▸ **Section du document**:

Rhinocéros, gorilles, mais aussi des lions autrefois en sécurité… L’extinction de masse des animaux s’accélère et il ne reste sans doute plus que 20 ou 30 ans pour juguler cet «anéantissement biologique» qui met en danger «les fondements de la civilisation humaine», alerte une nouvelle étude.
Plus de 30% des espèces de vertébrés sont en déclin, à la fois en termes de population et de répartition géographique, indique cette étude parue dans la revue Proceedings of the National Academy of Sciences (PNAS).
«Il s’agit d’un anéantissement biologique qui survient au niveau global, même si les espèces auxquelles appartiennent ces populations existent toujours quelque part sur Terre», affirme l’un des auteurs de l’étude, Rodolfo Dirzo, professeur de biologie à l’Université de Stanford.
«La sixième extinction de masse est déjà là, et la fenêtre de tir pour agir efficacement est très étroite, sans doute deux ou trois décennies au maximum», écrivent-ils. Il s’agit d’une «attaque effrayante contre les fondations de la civilisation humaine».
La Terre a connu jusqu’à présent cinq extinctions de masse, la dernière en date, celle des dinosaures, remontant à 66 millions d’années. Selon la plupart des scientifiques, une sixième est en cours. Pour les auteurs de cette nouvelle étude, elle est déjà «allée plus loin» qu’on ne le pensait jusqu’à présent, au vu d’études précédentes qui portaient exclusivement sur l’extinction des espèces et pas seulement sur la taille et la répartition des populations.
Pertes massives
Les chercheurs de l’Université de Stanford et de l’Université nationale autonome de Mexico se sont intéressés aux populations d’animaux sauvages.
Ils ont dressé une carte de la répartition géographique de 27.600 espèces d’oiseaux, amphibiens, mammifères et reptiles, un échantillon représentant près de la moitié des vertébrés terrestres connus. Ils ont analysé aussi les baisses de population dans un échantillon de 177 espèces de mammifères, pour lesquelles ils disposaient de données détaillées, sur une période allant de 1900 à 2015.
Sur ces 177 mammifères, tous ont perdu au moins 30% de leurs aires géographiques de répartition et plus de 40% en ont perdu plus de 80%.
Les mammifères d’Asie du Sud et du Sud-Est sont particulièrement touchés: toutes les espèces de gros mammifères analysées y ont perdu plus de 80% de leur aire géographique, indiquent les chercheurs dans un communiqué accompagnant l’étude. Environ 40% des mammifères – dont des rhinocéros, des orangs-outans, des gorilles et de nombreux grands félins – survivent désormais sur 20%, voire moins, des territoires sur lesquels ils vivaient autrefois.

▸ **Extraits d'enregistrements**:
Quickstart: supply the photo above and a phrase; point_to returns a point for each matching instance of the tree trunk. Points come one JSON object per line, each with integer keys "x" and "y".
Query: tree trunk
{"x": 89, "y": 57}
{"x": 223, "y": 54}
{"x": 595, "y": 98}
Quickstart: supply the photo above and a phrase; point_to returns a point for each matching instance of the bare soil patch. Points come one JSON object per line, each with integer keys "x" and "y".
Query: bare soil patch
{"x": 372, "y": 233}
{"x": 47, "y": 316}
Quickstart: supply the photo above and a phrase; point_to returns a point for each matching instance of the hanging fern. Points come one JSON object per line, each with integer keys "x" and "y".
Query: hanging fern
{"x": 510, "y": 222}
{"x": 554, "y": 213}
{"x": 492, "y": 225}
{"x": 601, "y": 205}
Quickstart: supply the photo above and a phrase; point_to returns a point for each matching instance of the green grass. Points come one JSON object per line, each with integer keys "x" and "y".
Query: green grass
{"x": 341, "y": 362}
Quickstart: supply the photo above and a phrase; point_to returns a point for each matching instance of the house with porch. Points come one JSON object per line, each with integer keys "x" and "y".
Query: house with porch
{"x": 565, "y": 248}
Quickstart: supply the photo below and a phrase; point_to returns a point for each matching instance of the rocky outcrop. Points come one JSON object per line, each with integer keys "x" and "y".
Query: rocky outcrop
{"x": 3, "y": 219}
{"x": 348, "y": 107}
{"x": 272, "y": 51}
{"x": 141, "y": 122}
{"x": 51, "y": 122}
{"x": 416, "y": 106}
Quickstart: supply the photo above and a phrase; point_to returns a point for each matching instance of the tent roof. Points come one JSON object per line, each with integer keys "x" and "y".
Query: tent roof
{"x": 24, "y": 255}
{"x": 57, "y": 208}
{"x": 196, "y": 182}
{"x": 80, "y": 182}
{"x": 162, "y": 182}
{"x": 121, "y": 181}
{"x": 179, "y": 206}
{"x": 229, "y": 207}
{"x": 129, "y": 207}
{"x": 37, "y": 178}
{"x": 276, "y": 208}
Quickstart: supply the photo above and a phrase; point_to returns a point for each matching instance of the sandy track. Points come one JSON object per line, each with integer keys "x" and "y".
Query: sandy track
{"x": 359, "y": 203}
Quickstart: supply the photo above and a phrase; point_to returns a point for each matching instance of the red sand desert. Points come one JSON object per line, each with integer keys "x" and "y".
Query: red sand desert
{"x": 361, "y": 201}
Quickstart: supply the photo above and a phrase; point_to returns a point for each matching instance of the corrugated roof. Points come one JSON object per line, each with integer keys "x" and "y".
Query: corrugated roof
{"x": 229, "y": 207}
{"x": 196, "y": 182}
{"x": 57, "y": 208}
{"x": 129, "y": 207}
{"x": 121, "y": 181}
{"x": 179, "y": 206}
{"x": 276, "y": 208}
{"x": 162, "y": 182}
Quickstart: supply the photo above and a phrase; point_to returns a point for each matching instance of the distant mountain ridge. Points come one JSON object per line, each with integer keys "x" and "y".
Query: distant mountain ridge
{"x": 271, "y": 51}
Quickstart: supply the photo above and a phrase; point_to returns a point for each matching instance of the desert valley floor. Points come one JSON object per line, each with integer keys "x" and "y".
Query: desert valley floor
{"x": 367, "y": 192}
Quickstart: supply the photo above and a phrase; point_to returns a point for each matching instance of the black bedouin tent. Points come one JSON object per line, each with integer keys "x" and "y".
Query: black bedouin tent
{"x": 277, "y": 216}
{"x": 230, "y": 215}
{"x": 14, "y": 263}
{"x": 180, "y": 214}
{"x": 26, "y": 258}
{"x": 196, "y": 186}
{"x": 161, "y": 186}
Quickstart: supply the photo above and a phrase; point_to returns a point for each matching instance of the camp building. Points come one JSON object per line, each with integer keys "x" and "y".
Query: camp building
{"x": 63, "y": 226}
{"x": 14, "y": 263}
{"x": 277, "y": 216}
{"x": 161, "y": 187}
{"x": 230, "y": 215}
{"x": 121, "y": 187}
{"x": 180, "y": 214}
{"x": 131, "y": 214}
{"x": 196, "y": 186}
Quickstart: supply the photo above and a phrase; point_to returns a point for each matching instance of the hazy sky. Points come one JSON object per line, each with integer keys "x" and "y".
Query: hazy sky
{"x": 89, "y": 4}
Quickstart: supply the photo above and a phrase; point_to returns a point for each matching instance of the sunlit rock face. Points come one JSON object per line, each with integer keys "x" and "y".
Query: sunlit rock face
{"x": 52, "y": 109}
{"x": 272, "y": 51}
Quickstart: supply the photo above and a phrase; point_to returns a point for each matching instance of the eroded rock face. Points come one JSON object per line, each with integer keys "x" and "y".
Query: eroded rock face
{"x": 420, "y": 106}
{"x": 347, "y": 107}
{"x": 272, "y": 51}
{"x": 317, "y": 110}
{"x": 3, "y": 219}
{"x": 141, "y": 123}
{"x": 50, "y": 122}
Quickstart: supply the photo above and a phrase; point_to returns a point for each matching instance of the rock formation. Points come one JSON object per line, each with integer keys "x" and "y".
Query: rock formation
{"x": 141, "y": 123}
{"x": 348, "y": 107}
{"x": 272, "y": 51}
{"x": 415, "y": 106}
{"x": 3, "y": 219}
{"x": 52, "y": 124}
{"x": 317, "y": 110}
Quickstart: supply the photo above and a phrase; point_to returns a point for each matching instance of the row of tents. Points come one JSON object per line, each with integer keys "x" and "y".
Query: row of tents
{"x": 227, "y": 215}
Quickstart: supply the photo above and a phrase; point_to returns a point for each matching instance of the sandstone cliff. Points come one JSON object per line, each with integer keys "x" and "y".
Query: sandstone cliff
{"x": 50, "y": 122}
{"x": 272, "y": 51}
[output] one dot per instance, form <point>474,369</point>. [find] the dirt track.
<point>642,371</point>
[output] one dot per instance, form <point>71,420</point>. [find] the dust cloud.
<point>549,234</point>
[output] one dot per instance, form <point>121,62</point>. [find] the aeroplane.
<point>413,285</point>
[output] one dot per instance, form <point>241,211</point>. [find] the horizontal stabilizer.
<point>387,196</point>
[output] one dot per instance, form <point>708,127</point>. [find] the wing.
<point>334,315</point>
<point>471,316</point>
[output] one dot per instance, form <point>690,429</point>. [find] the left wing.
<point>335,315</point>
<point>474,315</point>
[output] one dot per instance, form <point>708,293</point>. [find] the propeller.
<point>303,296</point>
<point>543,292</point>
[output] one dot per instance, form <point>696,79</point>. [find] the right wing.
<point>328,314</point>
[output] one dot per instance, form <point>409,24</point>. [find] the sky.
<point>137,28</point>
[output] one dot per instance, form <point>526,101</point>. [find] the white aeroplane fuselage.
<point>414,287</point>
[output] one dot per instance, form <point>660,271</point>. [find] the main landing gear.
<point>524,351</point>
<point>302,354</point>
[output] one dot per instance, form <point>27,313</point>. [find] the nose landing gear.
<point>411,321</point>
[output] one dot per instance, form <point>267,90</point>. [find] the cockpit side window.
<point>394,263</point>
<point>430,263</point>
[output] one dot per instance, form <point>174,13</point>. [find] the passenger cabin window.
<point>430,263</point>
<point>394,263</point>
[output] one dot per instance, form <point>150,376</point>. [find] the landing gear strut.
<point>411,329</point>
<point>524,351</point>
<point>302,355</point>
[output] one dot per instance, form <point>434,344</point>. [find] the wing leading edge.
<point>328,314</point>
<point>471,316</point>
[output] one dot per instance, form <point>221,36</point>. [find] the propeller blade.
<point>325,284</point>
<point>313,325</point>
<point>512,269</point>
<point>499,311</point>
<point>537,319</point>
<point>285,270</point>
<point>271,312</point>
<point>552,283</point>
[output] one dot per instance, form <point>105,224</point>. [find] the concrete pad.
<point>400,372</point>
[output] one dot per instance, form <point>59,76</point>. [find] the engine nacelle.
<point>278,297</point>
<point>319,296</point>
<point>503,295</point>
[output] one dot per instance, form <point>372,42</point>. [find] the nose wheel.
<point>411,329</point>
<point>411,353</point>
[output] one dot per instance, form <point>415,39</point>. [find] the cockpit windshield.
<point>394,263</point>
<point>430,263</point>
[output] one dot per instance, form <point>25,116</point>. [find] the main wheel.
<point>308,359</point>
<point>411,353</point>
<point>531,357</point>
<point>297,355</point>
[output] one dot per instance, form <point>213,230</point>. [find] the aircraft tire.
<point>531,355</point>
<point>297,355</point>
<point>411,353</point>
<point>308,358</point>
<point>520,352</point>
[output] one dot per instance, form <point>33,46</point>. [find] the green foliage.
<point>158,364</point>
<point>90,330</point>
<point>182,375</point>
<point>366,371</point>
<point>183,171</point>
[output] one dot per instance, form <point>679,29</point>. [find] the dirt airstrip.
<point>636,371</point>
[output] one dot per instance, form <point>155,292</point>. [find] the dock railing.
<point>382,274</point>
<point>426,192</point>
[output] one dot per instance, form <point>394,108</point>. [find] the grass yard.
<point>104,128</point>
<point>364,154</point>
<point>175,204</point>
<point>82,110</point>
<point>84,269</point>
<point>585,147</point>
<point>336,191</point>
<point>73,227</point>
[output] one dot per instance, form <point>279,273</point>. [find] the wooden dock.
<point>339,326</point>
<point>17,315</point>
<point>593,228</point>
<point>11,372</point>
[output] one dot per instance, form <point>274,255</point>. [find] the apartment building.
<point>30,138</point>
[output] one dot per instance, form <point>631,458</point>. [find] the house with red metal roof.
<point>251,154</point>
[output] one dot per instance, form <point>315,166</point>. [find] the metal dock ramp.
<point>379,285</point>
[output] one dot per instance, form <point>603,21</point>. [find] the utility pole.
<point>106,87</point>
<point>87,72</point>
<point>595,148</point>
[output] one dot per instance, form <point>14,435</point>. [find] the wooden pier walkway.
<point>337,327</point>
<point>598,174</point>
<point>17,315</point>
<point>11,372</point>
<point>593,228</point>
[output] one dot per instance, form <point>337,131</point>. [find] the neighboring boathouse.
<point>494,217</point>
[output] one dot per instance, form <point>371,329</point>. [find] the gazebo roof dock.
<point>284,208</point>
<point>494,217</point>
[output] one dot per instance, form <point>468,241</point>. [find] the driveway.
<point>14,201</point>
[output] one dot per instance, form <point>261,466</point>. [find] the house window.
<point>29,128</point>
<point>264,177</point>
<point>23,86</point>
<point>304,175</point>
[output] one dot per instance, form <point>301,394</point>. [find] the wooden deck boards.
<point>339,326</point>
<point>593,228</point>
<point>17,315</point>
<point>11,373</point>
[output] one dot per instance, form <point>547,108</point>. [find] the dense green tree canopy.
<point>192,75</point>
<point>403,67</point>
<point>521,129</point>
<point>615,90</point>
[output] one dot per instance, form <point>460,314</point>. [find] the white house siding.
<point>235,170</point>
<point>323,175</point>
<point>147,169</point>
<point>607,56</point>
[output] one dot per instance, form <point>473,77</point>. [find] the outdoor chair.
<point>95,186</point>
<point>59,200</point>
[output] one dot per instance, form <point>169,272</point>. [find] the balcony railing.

▸ **Action demandée 1**: Dans l'article sur l'extinction de masse des animaux, quelles classes d'animaux figurent sur la carte de répartition géographique dressée par les chercheurs ? Nommez-les toutes.
▸ **Action demandée 2**: Selon l'article sur l'extinction de masse des animaux, quelle période couvrent les données sur les baisses de population des 177 espèces de mammifères ?
▸ **Action demandée 3**: Écrivez la suite de l'article sur l'extinction de masse des animaux à partir de sa dernière phrase.

▸ **Réponse attendue 1**: Oiseaux, amphibiens, mammifères et reptiles.

▸ **Réponse attendue 2**: De 1900 à 2015.

▸ **Réponse attendue 3**:
Le déclin des animaux sauvages est attribué principalement à la disparition de leur habitat, à la surconsommation des ressources, la pollution ou le développement d’espèces invasives et de maladies. Le changement climatique pourrait aussi y contribuer de plus en plus. Ce mouvement alarmant s’est récemment accéléré. «Plusieurs espèces d’animaux qui étaient relativement en sécurité il y a dix ou vingt ans», comme les lions et les girafes, «sont désormais en danger», selon cette étude.
Le lion (Panthera leo), par exemple, était présent sur la plus grande partie de l’Afrique, dans le sud de l’Europe et au Moyen-Orient, jusque dans le nord-ouest de l’Inde. «Il est désormais réduit à des populations éparpillées en Afrique sub-saharienne, avec une population résiduelle dans la forêt de Gir» (ouest de l’Inde). «Une immense majorité des populations de lions a disparu», indiquent les auteurs. Selon l’Union internationale pour la conservation de la nature (UICN), il ne reste plus que 20.000 lions dans le monde.
Ces pertes «massives» en termes de populations et d’espèces sont «un prélude à la disparition de nombreuses autres espèces et au déclin des écosystèmes qui rendent la civilisation possible», avertit l’auteur principal de l’étude, Gerardo Ceballos. Les chercheurs appellent à agir contre les causes du déclin de la vie sauvage, notamment la surpopulation et la surconsommation.